ZIEL DER ÜBUNG: Gib aus der Buchbesprechung unverändert den Abschnitt aus, der mit „Wo steht die“ beginnt und sich bis einschließlich „man voneinander lernen?“ fortsetzt.

AUSGEWÄHLTER ABSCHNITT:
Religionspädagogik & Katechetik

Colleen C. B. Weaver: The Fruits of Listening

Colleen C. B. Weaver: The Fruits of Listening. Applying Qualitative Research Methods in the Design of Contextually Responsive Theological Education, Eugene: Wipf & Stock, 2024, kt., 214 S., € 27,–, ISBN 979-8-3852-2280-3


Wo steht die theologische Ausbildung in Europa und wie gestaltet sich ihre Zukunft? Was sind besondere Herausforderungen und wo kann man voneinander lernen?

Colleen Weaver arbeitet u. a. als Dozentin am Baltic Methodist Theological Seminary in Estland und war zuvor viele Jahre als Missionarin in Spanien tätig. Mit The Fruits of Listening legt sie ihre überarbeitete Dissertation an der University of Manchester vor und untersucht darin die Arbeit von evangelischen Seminaren im Großraum Madrid. Neben empirischen und kontextuellen Fragestellungen setzt sich die Autorin mit wichtigen Grundfragen der theologischen Ausbildung auseinander. Zudem bietet sie spannende Perspektiven auf das Entwicklungspotenzial und die strategische Ausrichtung von Ausbildungsstätten.

In Kapitel 1 geht es einführend um eine Definition und Verhältnisbestimmung von theologischer Ausbildung und Kontextualisierung sowie um eine methodisch sinnvolle Annäherung an den spanischen Kontext. Hierbei wertet Weaver zielgerichtet die relevante Sekundärliteratur aus und entscheidet sich u. a. für die Taxonomie von Stephen Bevans (Models of Contextual Theology, Maryknoll: Orbis, 2002) als analytisches Modell.

Im Sinne eines Critical Remembering lässt die Autorin in Kapitel 2 die Geschichte der christlichen theologischen Ausbildung etappenartig Revue passieren, um für ihre Forschung relevante Grundfragen zu priorisieren. Im Anschluss an David Goodbourn arbeitet sie dann ein vierfaches Kontinuum heraus, in dem sich Ausbildungspraxis in unterschiedlicher Form vergleichen und verorten lässt. Das besagte Kontinuum orientiert sich an folgenden Grundfragen:

(1) An wen richtet sich die Ausbildung? – an eine ausgewählte Gruppe oder an die ganze Kirche? (2) Welche pädagogische Methodologie wird verwendet? – erfahrungsorientiert oder schwerpunktmäßig kognitiv? (3) Was ist das Ziel der theologischen Ausbildung? – Zurüstung zum Dienst oder Stärkung des Glaubens? (4) In welcher ideellen oder physischen Beziehung steht die Ausbildungsstätte zur Gemeinde und zur Gesellschaft um sie herum?

AUSZÜGE AUS EINTRÄGEN:

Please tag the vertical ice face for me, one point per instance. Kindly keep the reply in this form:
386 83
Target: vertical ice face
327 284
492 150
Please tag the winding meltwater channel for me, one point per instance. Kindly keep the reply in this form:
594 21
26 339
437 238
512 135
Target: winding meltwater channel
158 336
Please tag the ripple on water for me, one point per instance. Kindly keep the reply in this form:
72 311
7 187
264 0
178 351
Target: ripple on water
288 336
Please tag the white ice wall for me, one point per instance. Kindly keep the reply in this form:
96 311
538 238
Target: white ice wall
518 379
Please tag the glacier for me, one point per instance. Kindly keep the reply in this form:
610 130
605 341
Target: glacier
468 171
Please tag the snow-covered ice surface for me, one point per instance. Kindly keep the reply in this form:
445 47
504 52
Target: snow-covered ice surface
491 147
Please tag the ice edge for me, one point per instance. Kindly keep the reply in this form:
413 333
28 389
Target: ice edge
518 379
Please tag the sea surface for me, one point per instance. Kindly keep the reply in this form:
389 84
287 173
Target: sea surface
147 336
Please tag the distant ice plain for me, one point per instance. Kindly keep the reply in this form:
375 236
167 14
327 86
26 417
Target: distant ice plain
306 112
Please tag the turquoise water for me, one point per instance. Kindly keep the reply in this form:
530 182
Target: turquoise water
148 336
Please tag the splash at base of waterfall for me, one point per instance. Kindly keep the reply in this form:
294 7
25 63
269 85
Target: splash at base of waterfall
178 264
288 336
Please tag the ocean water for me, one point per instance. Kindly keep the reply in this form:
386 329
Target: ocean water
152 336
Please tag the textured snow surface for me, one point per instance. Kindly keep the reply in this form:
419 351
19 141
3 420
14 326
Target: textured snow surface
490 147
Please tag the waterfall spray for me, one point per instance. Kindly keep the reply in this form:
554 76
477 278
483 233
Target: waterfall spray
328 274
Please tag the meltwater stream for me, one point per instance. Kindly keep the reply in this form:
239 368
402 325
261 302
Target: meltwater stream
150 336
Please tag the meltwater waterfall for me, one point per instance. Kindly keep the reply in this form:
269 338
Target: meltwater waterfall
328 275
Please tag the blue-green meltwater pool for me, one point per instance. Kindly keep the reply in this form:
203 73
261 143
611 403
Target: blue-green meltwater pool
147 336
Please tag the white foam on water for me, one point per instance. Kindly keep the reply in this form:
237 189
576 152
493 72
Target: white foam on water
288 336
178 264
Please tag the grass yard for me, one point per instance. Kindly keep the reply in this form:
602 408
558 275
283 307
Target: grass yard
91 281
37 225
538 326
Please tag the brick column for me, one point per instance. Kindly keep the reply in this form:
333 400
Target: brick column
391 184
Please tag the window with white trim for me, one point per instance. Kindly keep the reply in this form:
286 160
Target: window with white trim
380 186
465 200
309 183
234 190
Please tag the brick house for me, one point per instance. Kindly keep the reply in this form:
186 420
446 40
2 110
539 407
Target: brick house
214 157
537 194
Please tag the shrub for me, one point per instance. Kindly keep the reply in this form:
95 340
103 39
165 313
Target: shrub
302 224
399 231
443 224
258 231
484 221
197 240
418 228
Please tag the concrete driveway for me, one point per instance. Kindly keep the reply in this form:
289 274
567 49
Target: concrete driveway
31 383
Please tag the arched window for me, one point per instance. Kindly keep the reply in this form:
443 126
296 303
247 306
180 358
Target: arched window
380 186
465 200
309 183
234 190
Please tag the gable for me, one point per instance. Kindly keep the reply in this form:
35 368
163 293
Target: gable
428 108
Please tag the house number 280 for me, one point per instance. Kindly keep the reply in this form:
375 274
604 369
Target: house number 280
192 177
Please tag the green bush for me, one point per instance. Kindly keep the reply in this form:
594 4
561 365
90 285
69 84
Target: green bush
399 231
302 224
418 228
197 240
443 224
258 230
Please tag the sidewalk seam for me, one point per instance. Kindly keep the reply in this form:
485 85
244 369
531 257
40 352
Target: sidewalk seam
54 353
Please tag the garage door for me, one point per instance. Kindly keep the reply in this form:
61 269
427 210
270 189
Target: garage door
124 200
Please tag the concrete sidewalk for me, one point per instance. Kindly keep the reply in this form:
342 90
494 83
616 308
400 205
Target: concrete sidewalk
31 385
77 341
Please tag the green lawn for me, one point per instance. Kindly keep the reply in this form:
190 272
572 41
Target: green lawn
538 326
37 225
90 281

DIE ANTWORT:
Wo steht die theologische Ausbildung in Europa und wie gestaltet sich ihre Zukunft? Was sind besondere Herausforderungen und wo kann man voneinander lernen?